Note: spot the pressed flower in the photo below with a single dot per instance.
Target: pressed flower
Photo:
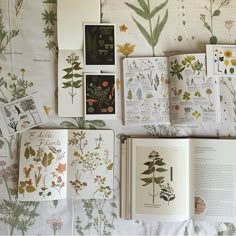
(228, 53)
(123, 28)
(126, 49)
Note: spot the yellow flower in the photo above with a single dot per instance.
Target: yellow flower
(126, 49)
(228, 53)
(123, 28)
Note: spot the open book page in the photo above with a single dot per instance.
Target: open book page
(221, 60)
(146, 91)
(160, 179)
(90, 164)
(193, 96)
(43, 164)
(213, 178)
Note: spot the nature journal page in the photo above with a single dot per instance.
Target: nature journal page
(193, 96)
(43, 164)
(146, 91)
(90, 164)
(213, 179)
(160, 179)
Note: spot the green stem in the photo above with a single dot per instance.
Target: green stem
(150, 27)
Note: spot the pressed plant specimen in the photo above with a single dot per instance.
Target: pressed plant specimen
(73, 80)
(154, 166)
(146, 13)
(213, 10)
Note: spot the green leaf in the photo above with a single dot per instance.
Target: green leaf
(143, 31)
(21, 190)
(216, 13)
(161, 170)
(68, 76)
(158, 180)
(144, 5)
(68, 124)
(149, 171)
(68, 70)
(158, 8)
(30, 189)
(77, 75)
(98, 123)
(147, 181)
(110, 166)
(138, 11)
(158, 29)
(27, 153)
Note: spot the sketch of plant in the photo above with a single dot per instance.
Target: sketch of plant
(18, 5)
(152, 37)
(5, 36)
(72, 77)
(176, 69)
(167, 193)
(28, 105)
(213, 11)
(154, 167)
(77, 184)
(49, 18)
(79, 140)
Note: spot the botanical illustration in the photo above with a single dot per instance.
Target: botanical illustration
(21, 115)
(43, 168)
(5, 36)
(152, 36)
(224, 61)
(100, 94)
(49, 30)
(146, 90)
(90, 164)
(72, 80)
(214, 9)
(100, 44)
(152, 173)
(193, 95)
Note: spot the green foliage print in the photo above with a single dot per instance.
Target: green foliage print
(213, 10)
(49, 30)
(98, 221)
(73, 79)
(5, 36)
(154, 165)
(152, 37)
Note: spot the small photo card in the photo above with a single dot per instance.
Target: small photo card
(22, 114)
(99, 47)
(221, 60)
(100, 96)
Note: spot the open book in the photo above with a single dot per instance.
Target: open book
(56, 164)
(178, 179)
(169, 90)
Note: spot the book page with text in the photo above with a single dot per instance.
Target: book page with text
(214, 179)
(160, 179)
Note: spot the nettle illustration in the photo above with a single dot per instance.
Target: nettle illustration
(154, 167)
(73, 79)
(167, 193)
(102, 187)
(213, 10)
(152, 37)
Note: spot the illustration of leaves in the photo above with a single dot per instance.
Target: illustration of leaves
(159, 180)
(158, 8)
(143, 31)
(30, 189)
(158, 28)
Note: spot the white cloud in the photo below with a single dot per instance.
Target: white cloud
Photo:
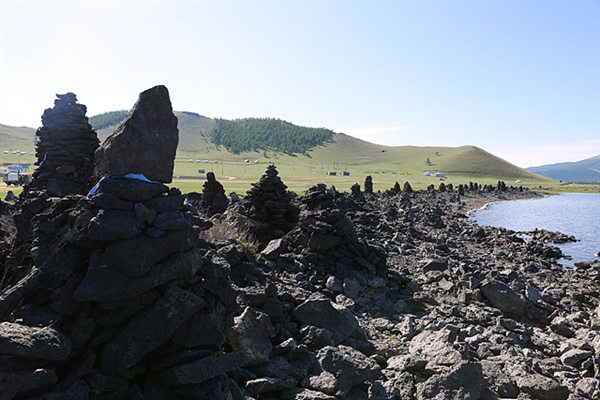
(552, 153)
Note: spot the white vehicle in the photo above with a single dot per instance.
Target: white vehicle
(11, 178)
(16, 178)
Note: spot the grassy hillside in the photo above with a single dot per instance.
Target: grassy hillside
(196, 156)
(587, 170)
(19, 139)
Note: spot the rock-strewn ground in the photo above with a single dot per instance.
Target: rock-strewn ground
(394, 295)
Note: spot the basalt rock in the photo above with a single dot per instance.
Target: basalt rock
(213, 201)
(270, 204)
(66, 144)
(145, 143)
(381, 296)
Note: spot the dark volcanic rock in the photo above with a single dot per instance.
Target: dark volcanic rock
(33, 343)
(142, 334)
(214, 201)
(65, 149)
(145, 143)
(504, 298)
#####
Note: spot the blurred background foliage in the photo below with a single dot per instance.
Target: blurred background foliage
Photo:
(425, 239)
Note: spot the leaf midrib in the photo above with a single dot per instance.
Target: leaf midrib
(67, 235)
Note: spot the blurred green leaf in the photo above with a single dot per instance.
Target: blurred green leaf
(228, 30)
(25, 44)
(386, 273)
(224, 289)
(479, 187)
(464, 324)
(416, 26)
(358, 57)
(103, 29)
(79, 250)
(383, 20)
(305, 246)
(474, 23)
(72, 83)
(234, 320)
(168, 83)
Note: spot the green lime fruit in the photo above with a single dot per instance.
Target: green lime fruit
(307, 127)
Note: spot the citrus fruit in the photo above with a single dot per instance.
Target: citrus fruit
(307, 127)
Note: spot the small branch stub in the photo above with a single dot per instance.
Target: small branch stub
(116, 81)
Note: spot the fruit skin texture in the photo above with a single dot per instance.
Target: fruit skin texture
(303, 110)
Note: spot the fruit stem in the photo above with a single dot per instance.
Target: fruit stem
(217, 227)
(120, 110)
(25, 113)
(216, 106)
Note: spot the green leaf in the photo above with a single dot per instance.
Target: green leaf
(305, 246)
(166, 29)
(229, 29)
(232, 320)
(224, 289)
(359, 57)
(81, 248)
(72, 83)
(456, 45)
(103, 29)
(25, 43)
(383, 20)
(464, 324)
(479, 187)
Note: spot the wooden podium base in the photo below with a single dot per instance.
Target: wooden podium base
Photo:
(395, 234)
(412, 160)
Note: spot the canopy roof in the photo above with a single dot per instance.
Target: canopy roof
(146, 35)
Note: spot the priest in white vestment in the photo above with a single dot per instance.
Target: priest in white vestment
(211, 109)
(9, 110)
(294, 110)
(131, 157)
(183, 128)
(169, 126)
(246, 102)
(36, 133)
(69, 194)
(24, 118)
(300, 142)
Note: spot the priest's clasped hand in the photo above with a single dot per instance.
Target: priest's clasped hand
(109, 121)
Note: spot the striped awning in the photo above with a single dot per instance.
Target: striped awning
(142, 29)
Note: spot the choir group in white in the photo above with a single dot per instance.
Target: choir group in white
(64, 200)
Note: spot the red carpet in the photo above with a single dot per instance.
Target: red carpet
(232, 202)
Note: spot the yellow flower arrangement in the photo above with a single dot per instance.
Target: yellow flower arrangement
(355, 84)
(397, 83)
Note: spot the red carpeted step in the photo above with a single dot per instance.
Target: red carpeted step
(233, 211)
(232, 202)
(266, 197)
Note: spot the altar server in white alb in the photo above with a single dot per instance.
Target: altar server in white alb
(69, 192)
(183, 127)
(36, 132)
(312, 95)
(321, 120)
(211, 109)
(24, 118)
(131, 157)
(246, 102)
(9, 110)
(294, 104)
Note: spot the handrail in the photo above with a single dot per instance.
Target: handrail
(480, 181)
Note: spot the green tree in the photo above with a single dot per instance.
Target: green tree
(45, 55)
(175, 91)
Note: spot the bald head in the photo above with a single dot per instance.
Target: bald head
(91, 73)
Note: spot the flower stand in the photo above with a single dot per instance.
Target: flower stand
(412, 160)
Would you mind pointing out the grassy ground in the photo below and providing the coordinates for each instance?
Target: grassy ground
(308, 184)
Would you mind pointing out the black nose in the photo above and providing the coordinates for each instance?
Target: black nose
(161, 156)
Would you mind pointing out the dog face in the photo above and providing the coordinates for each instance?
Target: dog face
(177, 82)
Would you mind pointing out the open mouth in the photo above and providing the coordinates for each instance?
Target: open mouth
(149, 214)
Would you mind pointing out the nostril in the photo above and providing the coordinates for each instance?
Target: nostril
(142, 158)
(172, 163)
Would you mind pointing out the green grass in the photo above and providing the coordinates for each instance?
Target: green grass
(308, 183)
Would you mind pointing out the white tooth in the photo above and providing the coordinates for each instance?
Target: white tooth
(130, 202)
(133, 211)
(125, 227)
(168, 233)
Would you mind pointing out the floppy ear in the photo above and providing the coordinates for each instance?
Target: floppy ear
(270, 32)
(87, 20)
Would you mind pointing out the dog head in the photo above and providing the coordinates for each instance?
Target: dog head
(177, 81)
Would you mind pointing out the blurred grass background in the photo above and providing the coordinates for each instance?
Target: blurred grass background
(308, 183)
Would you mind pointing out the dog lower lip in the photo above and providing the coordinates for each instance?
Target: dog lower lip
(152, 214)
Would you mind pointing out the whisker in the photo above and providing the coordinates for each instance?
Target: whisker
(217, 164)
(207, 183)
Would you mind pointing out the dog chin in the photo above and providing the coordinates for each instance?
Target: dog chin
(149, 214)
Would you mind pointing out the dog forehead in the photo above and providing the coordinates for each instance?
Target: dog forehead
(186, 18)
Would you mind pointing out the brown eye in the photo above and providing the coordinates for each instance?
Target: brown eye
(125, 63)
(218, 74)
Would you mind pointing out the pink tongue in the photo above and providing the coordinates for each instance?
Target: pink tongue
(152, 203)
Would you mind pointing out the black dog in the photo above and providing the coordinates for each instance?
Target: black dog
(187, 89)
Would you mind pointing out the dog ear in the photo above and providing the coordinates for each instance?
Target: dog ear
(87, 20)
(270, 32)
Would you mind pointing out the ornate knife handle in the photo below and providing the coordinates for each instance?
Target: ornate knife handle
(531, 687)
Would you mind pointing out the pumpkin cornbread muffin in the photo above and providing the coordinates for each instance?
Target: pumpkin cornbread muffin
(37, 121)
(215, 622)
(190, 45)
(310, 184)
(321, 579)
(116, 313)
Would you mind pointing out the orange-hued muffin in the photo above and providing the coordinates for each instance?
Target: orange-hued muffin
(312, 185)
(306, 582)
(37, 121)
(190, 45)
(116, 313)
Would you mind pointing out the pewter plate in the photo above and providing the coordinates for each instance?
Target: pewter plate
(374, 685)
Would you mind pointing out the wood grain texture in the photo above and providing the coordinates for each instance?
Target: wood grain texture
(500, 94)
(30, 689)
#####
INSTRUCTIONS FOR THE TASK
Pull out each line of the data above that contains the word "lime".

OUTPUT OF THE EXERCISE
Note: spot the green lime fruit in the photo above with a single dot per instance.
Target: green lime fruit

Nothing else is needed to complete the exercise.